## TEXT EXTRACT
-- Begin --

# Pregame 2014-15 Season



## EGLC (Nov 8, 2007)

Decided to splurge on the sidewalk crew this year:

2000 GMC 1500
2007 Honda Rincon 680efi w/33hrs ...I already bought a pair of clear whelen vertex to put in rear brake lights lol
2013 Ariens 9hp/24"
anddd a third WIDEOUTTT for the nbs F550 

pics of up soon


----------



## Advantage (Nov 7, 2007)

They'll like that machine. What plow brand on the honda?


----------



## SnowGuy73 (Apr 7, 2003)

You're going to love the Rincon and Ariens. 

Good choice!


----------



## gallihersnow (Dec 17, 2012)

How many trucks you up to now?


----------



## EGLC (Nov 8, 2007)

No plow yet on quad, suggestions???


----------



## oldbluehairhemi (Oct 22, 2011)

warn provantage front mount system. I have a 60" blade on my '13 rubicon. the system does away with everything underneath the quad. the mount goes under the winch mount and that's it. removal and installation of plow is super easy. with this type of mount you can raise the plow up all the way to tough the brush guard. that makes it super nice when unloading and loading the quad from truck or trailer.

-- End --

## OBJECTIVES
1/ According to the forum thread, how many hours are on EGLC's 2007 Honda Rincon 680efi?
2/ In the forum thread, what reason does oldbluehairhemi give for why it helps to be able to raise the plow all the way up?
3/ Decide whether each statement agrees with the forum thread, and support each yes or no with the deciding words from the thread. (a) EGLC already has a plow on the quad. (b) oldbluehairhemi runs a 60-inch blade on a 2013 Rubicon. (c) The Warn ProVantage system requires parts mounted underneath the quad.

## STORED ROWS
-- Begin --

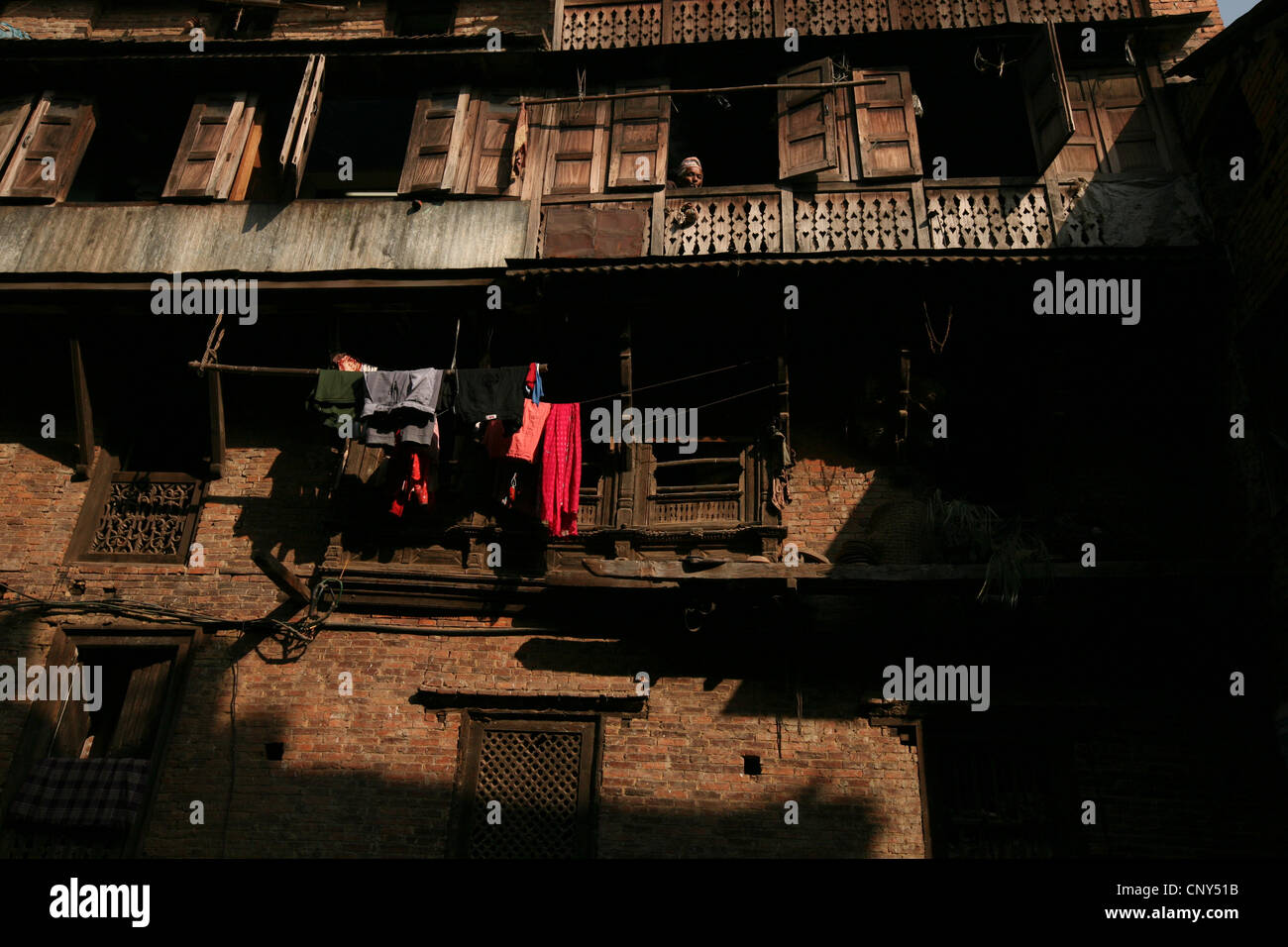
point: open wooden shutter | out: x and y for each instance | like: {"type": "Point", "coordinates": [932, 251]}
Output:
{"type": "Point", "coordinates": [806, 123]}
{"type": "Point", "coordinates": [141, 712]}
{"type": "Point", "coordinates": [492, 123]}
{"type": "Point", "coordinates": [578, 154]}
{"type": "Point", "coordinates": [1082, 153]}
{"type": "Point", "coordinates": [1129, 138]}
{"type": "Point", "coordinates": [213, 145]}
{"type": "Point", "coordinates": [887, 125]}
{"type": "Point", "coordinates": [1046, 95]}
{"type": "Point", "coordinates": [639, 138]}
{"type": "Point", "coordinates": [434, 147]}
{"type": "Point", "coordinates": [59, 127]}
{"type": "Point", "coordinates": [14, 111]}
{"type": "Point", "coordinates": [303, 125]}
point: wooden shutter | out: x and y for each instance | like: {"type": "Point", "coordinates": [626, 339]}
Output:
{"type": "Point", "coordinates": [887, 125]}
{"type": "Point", "coordinates": [806, 123]}
{"type": "Point", "coordinates": [572, 231]}
{"type": "Point", "coordinates": [59, 127]}
{"type": "Point", "coordinates": [303, 125]}
{"type": "Point", "coordinates": [434, 147]}
{"type": "Point", "coordinates": [141, 712]}
{"type": "Point", "coordinates": [14, 111]}
{"type": "Point", "coordinates": [211, 150]}
{"type": "Point", "coordinates": [492, 123]}
{"type": "Point", "coordinates": [578, 155]}
{"type": "Point", "coordinates": [1082, 153]}
{"type": "Point", "coordinates": [1046, 95]}
{"type": "Point", "coordinates": [1128, 136]}
{"type": "Point", "coordinates": [640, 132]}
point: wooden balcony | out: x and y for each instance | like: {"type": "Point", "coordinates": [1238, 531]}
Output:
{"type": "Point", "coordinates": [974, 214]}
{"type": "Point", "coordinates": [597, 25]}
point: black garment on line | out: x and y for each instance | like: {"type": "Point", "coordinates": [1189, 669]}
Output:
{"type": "Point", "coordinates": [485, 393]}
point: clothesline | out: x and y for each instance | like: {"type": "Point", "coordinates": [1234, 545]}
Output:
{"type": "Point", "coordinates": [259, 369]}
{"type": "Point", "coordinates": [674, 380]}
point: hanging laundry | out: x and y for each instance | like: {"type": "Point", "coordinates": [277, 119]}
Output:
{"type": "Point", "coordinates": [561, 470]}
{"type": "Point", "coordinates": [533, 382]}
{"type": "Point", "coordinates": [523, 444]}
{"type": "Point", "coordinates": [484, 394]}
{"type": "Point", "coordinates": [402, 403]}
{"type": "Point", "coordinates": [520, 142]}
{"type": "Point", "coordinates": [411, 471]}
{"type": "Point", "coordinates": [336, 393]}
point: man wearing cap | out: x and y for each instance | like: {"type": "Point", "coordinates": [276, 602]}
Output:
{"type": "Point", "coordinates": [690, 172]}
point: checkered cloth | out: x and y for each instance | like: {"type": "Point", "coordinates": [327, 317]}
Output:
{"type": "Point", "coordinates": [88, 793]}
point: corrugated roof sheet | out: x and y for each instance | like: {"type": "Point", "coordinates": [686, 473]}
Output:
{"type": "Point", "coordinates": [297, 237]}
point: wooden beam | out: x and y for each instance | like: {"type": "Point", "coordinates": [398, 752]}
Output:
{"type": "Point", "coordinates": [282, 578]}
{"type": "Point", "coordinates": [214, 385]}
{"type": "Point", "coordinates": [84, 415]}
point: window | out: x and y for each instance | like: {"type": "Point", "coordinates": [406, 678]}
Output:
{"type": "Point", "coordinates": [81, 780]}
{"type": "Point", "coordinates": [1113, 128]}
{"type": "Point", "coordinates": [542, 772]}
{"type": "Point", "coordinates": [219, 150]}
{"type": "Point", "coordinates": [137, 517]}
{"type": "Point", "coordinates": [43, 141]}
{"type": "Point", "coordinates": [462, 142]}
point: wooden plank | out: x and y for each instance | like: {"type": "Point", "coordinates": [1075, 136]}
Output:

-- End --

## EXERCISE RESPONSES
1/ 33 hours.

2/ With the Warn ProVantage front mount, the plow can be raised until it reaches the brush guard. That makes loading the quad onto a truck or trailer, and unloading it, much easier.

3/
(a) No: "No plow yet on quad, suggestions???"
(b) Yes: "I have a 60" blade on my '13 rubicon."
(c) No: "the system does away with everything underneath the quad."